_PROVIDED TEXT_:
· · ·

Mailing list approach

Testing patches from the mailing list is quite simple thanks to git am. And if the reply-to field is used properly updates appear sorted in a good way.

This method is the simplest for the people used to have the email client always open and a console (if they are using a well configured emacs or vim they literally do not move away from the editor).

On the other hand, people using a webmail or using a basic email client might find the approach more cumbersome than a web based one.

If your only method to track contribution is just a mailing list, gets quite easy to forget which is the status of a set. Patches could be neglected and even who wrote them might forget for a long time.

Patchwork approach

Patchwork tracks which patches hit a mailing list and tries to figure out if they are eventually merged automatically.

It is quite basic: it provides an web interface to check the status and provides a mean to just update the patch status. The review must happen in the mailing list and there is no concept of series.

As basic as it is works as a reminder about pending patches but tends to get cluttered easily and keeping it clean requires some effort.

Github approach

The web interface makes much easier spot what is pending and what’s its status, people used to have everything in the browser (chrome and mozilla could be made to work as a decent IDE lately) might like it much better.

Reviewing small series or single patches is usually nicer but the current UIs do not scale for larger (5+) patchsets.

People not living in a browser find quite annoying switch context and it requires additional effort to contribute since you have to register to a website and the process of issuing a patch requires many additional steps while in the email approach just require to type git send-email -1.

Gerrit approach

The gerrit interfaces tend to be richer than the Github counterparts. That can be good or bad since they aren’t as immediate and tend to overwhelm new contributors.

· · ·

_WHAT TO DO_:
A) Please copy from the text on patch review workflows, starting at "Mailing list approach" and ending at "web based one.".
B) In the text on patch review workflows, how does Patchwork decide whether a patch has been merged?
C) Continue the text on patch review workflows from the point where it stops.
The material after this point comes from a different source.

_SOURCE MATERIAL_:
· · ·

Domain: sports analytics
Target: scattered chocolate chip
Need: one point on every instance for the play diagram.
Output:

· · ·

_ANSWERS_:
A)
Mailing list approach

Testing patches from the mailing list is quite simple thanks to git am. And if the reply-to field is used properly updates appear sorted in a good way.

This method is the simplest for the people used to have the email client always open and a console (if they are using a well configured emacs or vim they literally do not move away from the editor).

On the other hand, people using a webmail or using a basic email client might find the approach more cumbersome than a web based one.

B) It tries to figure out automatically whether the patches that hit a mailing list are eventually merged.

C)
You need to make an additional effort to setup your environment since you need some custom script.

The series are tracked with additional precision, but for all the practical usage is the same as github with the additional bourden for the contributor.

Introducing plaid

Plaid is my attempt to tackle the problem. It is currently unfinished and in dire need of more hands working on it.

It’s basic concept is to be non-intrusive as much as possible, retaining all the pros of the simple git+email workflow like patchwork does.

It provides already additional features such as the ability to manage series of patches and to track updates to it. It sports a view to get a break out of which series require a review and which are pending for a long time waiting for an update.

What’s pending is adding the ability to review it directly in the browser, send the review email for the web to the mailing list and a some more.

Probably I might complete it within the year or next spring, if you like Flask or python contributions are warmly welcome!

VDD14 Discussions: HWAccel2

I took part to the Videolan Dev Days 14 weeks ago, sadly I had been too busy so the posts about it will appear in scattered order and sort of delayed.

Hardware acceleration

In multimedia, video is basically crunching numbers and get pixels or crunching pixels and getting numbers. Most of the operation are quite time consuming on a general purpose CPU and orders of magnitude faster if done using DSP or hardware designed for that purpose.

Availability

Most of the commonly used system have video decoding and encoding capabilities either embedded in the GPU or in separated hardware. Leveraging it spares lots of cpu cycles and lots of battery if we are thinking about mobile.

Capabilities

The usually specialized hardware has the issue of being inflexible and that does clash with the fact most codec evolve quite quickly with additional profiles to extend its capabilities, support different color spaces, use additional encoding strategies and such. Software decoders and encoders are still needed and need badly.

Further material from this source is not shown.